══ Data rows ══

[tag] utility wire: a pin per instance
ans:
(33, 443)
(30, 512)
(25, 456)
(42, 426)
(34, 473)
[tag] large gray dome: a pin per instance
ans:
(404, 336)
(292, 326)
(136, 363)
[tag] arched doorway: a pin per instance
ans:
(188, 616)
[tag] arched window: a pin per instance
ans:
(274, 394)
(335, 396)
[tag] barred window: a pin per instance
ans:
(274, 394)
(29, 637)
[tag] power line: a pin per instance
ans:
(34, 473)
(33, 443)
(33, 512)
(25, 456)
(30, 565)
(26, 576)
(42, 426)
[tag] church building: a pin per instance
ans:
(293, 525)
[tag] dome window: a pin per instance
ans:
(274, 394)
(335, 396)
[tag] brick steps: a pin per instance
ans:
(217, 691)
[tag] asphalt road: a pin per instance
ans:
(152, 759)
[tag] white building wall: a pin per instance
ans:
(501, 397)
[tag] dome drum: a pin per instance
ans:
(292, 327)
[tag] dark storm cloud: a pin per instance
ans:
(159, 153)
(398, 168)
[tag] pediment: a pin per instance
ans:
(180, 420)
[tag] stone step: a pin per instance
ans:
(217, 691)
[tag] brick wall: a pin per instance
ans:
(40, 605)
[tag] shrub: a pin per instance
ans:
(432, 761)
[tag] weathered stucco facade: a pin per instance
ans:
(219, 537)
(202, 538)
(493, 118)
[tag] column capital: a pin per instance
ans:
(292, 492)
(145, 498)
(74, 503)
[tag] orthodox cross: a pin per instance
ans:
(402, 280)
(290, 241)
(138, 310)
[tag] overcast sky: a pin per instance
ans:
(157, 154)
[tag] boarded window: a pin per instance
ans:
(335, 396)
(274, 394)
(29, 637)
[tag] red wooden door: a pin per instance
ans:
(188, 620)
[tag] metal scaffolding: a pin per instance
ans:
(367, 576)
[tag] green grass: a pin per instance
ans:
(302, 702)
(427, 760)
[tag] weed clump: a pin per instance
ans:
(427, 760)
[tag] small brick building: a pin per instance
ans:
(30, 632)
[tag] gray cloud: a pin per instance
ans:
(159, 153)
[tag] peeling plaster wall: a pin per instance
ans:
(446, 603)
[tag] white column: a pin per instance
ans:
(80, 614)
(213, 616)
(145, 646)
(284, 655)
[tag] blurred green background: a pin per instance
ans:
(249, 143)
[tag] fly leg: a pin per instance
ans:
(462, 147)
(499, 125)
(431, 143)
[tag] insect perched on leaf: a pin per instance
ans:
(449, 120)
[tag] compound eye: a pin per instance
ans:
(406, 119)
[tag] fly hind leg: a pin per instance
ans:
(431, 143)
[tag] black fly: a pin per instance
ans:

═══

What do the records say? Quote them all exactly.

[tag] utility wire: a pin per instance
ans:
(33, 443)
(30, 512)
(25, 456)
(42, 426)
(34, 473)
[tag] large gray dome: a pin per instance
ans:
(404, 336)
(292, 326)
(136, 363)
[tag] arched doorway: a pin per instance
ans:
(188, 616)
[tag] arched window: a pin per instance
ans:
(274, 394)
(335, 396)
[tag] barred window: a pin per instance
ans:
(274, 394)
(29, 637)
[tag] power line: a pin per instance
ans:
(34, 473)
(33, 443)
(33, 512)
(25, 456)
(30, 565)
(26, 576)
(42, 426)
[tag] church building: a pin per instance
ans:
(293, 525)
[tag] dome window: a pin per instance
ans:
(274, 394)
(335, 396)
[tag] brick steps: a pin per instance
ans:
(217, 691)
[tag] asphalt road: a pin per instance
ans:
(152, 759)
[tag] white building wall: a pin per instance
ans:
(501, 397)
[tag] dome drum: a pin per instance
ans:
(292, 327)
[tag] dark storm cloud: a pin per instance
ans:
(159, 153)
(398, 168)
[tag] pediment: a pin per instance
ans:
(180, 420)
[tag] stone step: a pin per instance
ans:
(217, 691)
[tag] brick wall: a pin per instance
ans:
(40, 605)
[tag] shrub: a pin per instance
ans:
(432, 761)
[tag] weathered stucco facade: a pin per instance
ans:
(219, 537)
(202, 538)
(493, 118)
[tag] column capital: a pin per instance
ans:
(292, 492)
(145, 498)
(74, 503)
[tag] orthodox cross: a pin per instance
ans:
(402, 280)
(290, 241)
(138, 310)
[tag] overcast sky: a pin per instance
ans:
(157, 154)
[tag] boarded window: a pin per instance
ans:
(335, 396)
(274, 394)
(29, 637)
[tag] red wooden door: a pin per instance
ans:
(188, 620)
[tag] metal scaffolding: a pin per instance
ans:
(367, 576)
[tag] green grass: a pin per instance
ans:
(302, 702)
(427, 760)
[tag] weed clump: a pin per instance
ans:
(427, 760)
[tag] small brick building: a pin per instance
ans:
(30, 632)
[tag] gray cloud: a pin per instance
ans:
(159, 153)
[tag] peeling plaster wall: a pin per instance
ans:
(446, 603)
[tag] white column: a pin per instance
ans:
(80, 614)
(213, 616)
(145, 646)
(284, 655)
[tag] blurred green background: a pin per instance
ans:
(249, 143)
[tag] fly leg: a pin per instance
ans:
(462, 147)
(499, 125)
(431, 143)
[tag] insect perched on leaf: a pin per instance
ans:
(449, 120)
[tag] compound eye: a pin per instance
ans:
(406, 119)
[tag] fly hind leg: a pin per instance
ans:
(431, 143)
[tag] black fly: a pin per instance
ans:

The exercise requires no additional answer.